Print out the material that follows word for word.

— Start Data for this task —

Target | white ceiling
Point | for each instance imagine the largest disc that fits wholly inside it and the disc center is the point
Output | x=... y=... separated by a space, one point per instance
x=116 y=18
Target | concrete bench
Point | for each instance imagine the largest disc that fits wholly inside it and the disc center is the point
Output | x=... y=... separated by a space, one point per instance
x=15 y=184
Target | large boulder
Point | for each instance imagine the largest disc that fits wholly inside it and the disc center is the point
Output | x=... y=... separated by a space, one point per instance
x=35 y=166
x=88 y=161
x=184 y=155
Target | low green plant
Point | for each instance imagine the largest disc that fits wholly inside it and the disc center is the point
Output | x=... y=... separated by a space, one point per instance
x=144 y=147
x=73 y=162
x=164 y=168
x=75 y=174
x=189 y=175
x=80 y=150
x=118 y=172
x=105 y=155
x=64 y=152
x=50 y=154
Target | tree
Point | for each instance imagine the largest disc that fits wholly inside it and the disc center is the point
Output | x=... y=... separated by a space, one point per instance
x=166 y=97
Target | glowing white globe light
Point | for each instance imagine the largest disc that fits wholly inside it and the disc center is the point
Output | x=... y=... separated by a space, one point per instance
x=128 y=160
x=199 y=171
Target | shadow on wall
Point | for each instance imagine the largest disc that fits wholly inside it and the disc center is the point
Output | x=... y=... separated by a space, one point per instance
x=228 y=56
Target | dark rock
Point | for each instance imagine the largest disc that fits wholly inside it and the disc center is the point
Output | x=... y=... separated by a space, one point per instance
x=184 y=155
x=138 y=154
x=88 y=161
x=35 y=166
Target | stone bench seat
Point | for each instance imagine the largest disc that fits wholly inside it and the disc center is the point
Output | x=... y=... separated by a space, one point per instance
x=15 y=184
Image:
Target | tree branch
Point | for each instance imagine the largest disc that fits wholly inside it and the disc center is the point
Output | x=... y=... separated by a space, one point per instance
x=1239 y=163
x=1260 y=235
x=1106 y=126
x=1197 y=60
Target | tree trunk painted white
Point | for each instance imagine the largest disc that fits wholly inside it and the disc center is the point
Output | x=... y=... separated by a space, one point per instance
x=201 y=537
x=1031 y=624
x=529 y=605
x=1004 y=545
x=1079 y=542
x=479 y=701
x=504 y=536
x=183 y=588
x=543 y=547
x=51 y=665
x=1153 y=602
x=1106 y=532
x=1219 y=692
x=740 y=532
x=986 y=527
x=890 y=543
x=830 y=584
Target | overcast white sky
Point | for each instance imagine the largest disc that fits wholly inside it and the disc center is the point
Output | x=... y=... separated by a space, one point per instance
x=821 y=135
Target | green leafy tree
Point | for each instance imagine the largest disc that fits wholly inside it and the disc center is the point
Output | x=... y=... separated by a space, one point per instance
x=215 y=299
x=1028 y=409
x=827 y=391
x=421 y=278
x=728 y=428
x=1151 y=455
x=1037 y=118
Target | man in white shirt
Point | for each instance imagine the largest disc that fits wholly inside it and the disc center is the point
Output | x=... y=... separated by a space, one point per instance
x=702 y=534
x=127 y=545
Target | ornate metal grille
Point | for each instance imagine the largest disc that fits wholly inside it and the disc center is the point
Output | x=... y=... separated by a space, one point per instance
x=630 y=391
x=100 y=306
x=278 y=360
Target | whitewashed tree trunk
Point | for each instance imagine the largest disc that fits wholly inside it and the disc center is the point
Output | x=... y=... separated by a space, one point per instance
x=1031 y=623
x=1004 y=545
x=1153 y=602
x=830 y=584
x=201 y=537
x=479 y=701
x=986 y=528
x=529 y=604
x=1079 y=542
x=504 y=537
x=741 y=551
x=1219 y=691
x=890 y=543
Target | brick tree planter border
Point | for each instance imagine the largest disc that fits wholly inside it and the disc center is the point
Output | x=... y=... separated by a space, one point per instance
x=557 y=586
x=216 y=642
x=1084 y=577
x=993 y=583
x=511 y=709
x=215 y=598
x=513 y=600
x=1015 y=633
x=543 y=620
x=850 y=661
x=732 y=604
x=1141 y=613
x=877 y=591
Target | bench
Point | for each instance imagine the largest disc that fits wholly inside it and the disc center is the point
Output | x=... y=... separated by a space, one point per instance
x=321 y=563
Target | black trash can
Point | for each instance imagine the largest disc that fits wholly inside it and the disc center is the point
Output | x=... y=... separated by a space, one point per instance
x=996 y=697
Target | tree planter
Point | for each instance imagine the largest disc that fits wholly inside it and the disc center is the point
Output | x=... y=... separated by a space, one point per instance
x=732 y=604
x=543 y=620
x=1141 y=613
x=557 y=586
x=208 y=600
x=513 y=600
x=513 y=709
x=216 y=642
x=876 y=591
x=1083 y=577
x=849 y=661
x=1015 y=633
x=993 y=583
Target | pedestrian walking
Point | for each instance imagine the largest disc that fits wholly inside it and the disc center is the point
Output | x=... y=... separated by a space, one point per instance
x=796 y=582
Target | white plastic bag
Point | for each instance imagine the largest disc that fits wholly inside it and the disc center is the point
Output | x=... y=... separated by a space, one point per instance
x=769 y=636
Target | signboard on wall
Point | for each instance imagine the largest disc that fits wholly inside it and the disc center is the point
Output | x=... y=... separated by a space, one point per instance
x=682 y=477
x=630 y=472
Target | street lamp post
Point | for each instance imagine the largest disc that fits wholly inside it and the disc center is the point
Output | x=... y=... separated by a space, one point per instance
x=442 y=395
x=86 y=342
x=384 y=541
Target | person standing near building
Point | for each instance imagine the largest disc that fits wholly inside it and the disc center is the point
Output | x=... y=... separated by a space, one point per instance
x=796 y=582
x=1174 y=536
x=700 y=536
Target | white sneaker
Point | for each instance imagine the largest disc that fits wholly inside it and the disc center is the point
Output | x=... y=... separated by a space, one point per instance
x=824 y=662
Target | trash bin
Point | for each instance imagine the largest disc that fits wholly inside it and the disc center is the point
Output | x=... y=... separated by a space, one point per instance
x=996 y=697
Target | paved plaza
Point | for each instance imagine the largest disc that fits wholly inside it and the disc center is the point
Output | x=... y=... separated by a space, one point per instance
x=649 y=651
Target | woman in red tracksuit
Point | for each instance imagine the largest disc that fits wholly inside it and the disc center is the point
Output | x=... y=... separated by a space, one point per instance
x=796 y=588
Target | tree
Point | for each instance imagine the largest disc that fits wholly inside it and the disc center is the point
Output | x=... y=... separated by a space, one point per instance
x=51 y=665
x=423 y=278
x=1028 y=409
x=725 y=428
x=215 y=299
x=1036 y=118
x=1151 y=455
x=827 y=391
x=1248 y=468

— End Data for this task —

◆ **Complete answer**
Target | white ceiling
Point | for each instance imagine the largest disc that fits wholly inside it and the disc center is the point
Output | x=... y=... separated by a space, one point per instance
x=116 y=18
Target | concrete bench
Point | for each instance imagine the largest disc that fits wholly inside it and the disc center is the point
Output | x=... y=... separated by a space, one point per instance
x=15 y=184
Target | large boulder
Point | for each instance imagine the largest disc that fits wholly inside it and the disc center is the point
Output | x=... y=... separated by a space, one point per instance
x=35 y=166
x=88 y=161
x=184 y=155
Target | low green plant
Point | for each instance imagine the largest disc that fits wholly inside it and the disc center is the point
Output | x=... y=... separated by a space, one point per instance
x=144 y=147
x=73 y=162
x=164 y=168
x=75 y=174
x=189 y=175
x=80 y=150
x=118 y=172
x=105 y=155
x=64 y=152
x=50 y=154
Target | tree
Point | for each instance imagine the largest disc that fits wholly inside it and the disc center is the point
Output | x=... y=... separated by a space, one point per instance
x=166 y=97
Target | glowing white globe light
Point | for each instance imagine the largest disc that fits wholly inside it and the disc center is the point
Output | x=... y=... separated by a space, one point per instance
x=128 y=160
x=199 y=171
Target | shadow on wall
Point | for each instance imagine the largest disc that fits wholly inside it and the disc center is the point
Output | x=... y=... separated by a space, one point per instance
x=228 y=56
Target | dark rock
Point | for each instance imagine the largest disc that fits wholly inside it and the disc center is the point
Output | x=... y=... separated by a space, one point per instance
x=184 y=155
x=138 y=154
x=88 y=161
x=35 y=166
Target | stone bench seat
Point | for each instance imagine the largest disc that fits wholly inside it and the disc center is the point
Output | x=... y=... separated by a space, one point per instance
x=15 y=184
Image:
Target | tree branch
Point | for each instance imagine the largest disc that fits wholly inside it and the disc center is the point
Output | x=... y=... separated by a space, one point per instance
x=1239 y=163
x=1260 y=235
x=1106 y=126
x=1197 y=60
Target | tree trunk painted white
Point | for each instance imagine the largest disc that fits wholly inside it and the disc center is the point
Output | x=... y=... separated by a space, one point per instance
x=201 y=537
x=1031 y=624
x=529 y=605
x=1004 y=545
x=1079 y=542
x=479 y=701
x=504 y=536
x=183 y=588
x=543 y=547
x=51 y=665
x=1153 y=602
x=1106 y=532
x=1219 y=692
x=740 y=532
x=986 y=527
x=890 y=543
x=830 y=584
Target | overcast white sky
Point | for each instance imagine the largest disc that fits wholly inside it and the disc center is the point
Output | x=... y=... separated by a space, one point per instance
x=821 y=135
Target | green leafy tree
Point | for each instance imagine the largest disc that fits wholly inside it and the disc center is the point
Output | x=... y=... separated by a space, one point per instance
x=215 y=299
x=1028 y=409
x=827 y=391
x=421 y=278
x=728 y=428
x=1151 y=455
x=1037 y=118
Target | man in white shirt
Point | for each instance imagine the largest disc that fits wholly inside it and the disc center is the point
Output | x=... y=... separated by a space, one point per instance
x=702 y=534
x=127 y=545
Target | ornate metal grille
Point | for each instance imagine the largest disc that fits wholly inside it and the disc center is the point
Output | x=... y=... separated by a space, one point per instance
x=630 y=391
x=100 y=306
x=278 y=360
Target | whitewashed tree trunk
Point | for each instance imagine the largest disc that fits wholly inside it and the disc center is the point
Output | x=... y=... separated by a space, one point per instance
x=1031 y=623
x=1004 y=545
x=1153 y=602
x=830 y=584
x=201 y=537
x=479 y=701
x=986 y=528
x=529 y=604
x=1079 y=542
x=504 y=537
x=741 y=551
x=1219 y=691
x=890 y=543
Target | brick tree planter border
Point | for each instance imagine the largest disc that fits wholly inside it and the disc center is the point
Output | x=... y=... separated by a space, one point per instance
x=557 y=586
x=216 y=642
x=1084 y=577
x=993 y=583
x=511 y=709
x=215 y=598
x=513 y=600
x=1015 y=633
x=543 y=620
x=850 y=661
x=732 y=604
x=1141 y=613
x=877 y=591
Target | bench
Point | for each instance imagine the largest disc that fits wholly inside it and the disc center is the point
Output | x=... y=... separated by a space, one point per instance
x=321 y=563
Target | black trash can
Point | for each instance imagine the largest disc that fits wholly inside it and the disc center is the point
Output | x=... y=... separated by a space, one point per instance
x=996 y=697
Target | tree planter
Point | for each instance imagine the largest disc that fits wholly inside it and the disc center is the point
Output | x=... y=... separated by a space, one point per instance
x=732 y=604
x=543 y=620
x=1141 y=613
x=557 y=586
x=208 y=600
x=513 y=600
x=513 y=709
x=216 y=642
x=876 y=591
x=1083 y=577
x=849 y=661
x=1015 y=633
x=993 y=583
Target | pedestrian walking
Point | for each instance imagine the largest disc that fits wholly inside it and the disc center is the point
Output | x=... y=... separated by a space, one point per instance
x=796 y=582
Target | white plastic bag
Point | for each instance imagine the largest disc that fits wholly inside it and the disc center is the point
Output | x=... y=... separated by a space, one point per instance
x=769 y=636
Target | signboard on wall
Point | for each instance imagine the largest disc that fits wholly inside it and the disc center is the point
Output | x=... y=... separated by a space, one point per instance
x=682 y=477
x=630 y=472
Target | street lamp post
Point | for each instance imagine the largest disc that fits wholly inside it and the disc center is the point
Output | x=... y=... separated by a space, one point per instance
x=442 y=395
x=86 y=342
x=384 y=541
Target | person standing near building
Point | for each instance imagine the largest disc that fits wholly inside it and the disc center is the point
Output | x=... y=... separated by a space, one point per instance
x=796 y=582
x=1174 y=536
x=700 y=536
Target | white sneaker
Point | for each instance imagine the largest disc that fits wholly inside it and the disc center is the point
Output | x=... y=... separated by a space, one point per instance
x=824 y=662
Target | trash bin
Point | for each instance imagine the largest disc that fits wholly inside it and the disc center is the point
Output | x=... y=... separated by a space, one point per instance
x=996 y=697
Target | paved plaza
Point | for each instance imagine the largest disc that fits wholly inside it and the disc center is the point
Output | x=... y=... separated by a space, one point per instance
x=649 y=651
Target | woman in red tracksuit
Point | for each instance imagine the largest disc that fits wholly inside it and the disc center is the point
Output | x=... y=... separated by a space, one point per instance
x=796 y=588
Target | tree
Point | for each instance imagine the largest disc that fits wholly inside it and the disc center is the point
Output | x=... y=... separated by a space, one point per instance
x=51 y=665
x=423 y=278
x=1028 y=409
x=725 y=428
x=215 y=299
x=1036 y=118
x=1151 y=455
x=827 y=391
x=1248 y=468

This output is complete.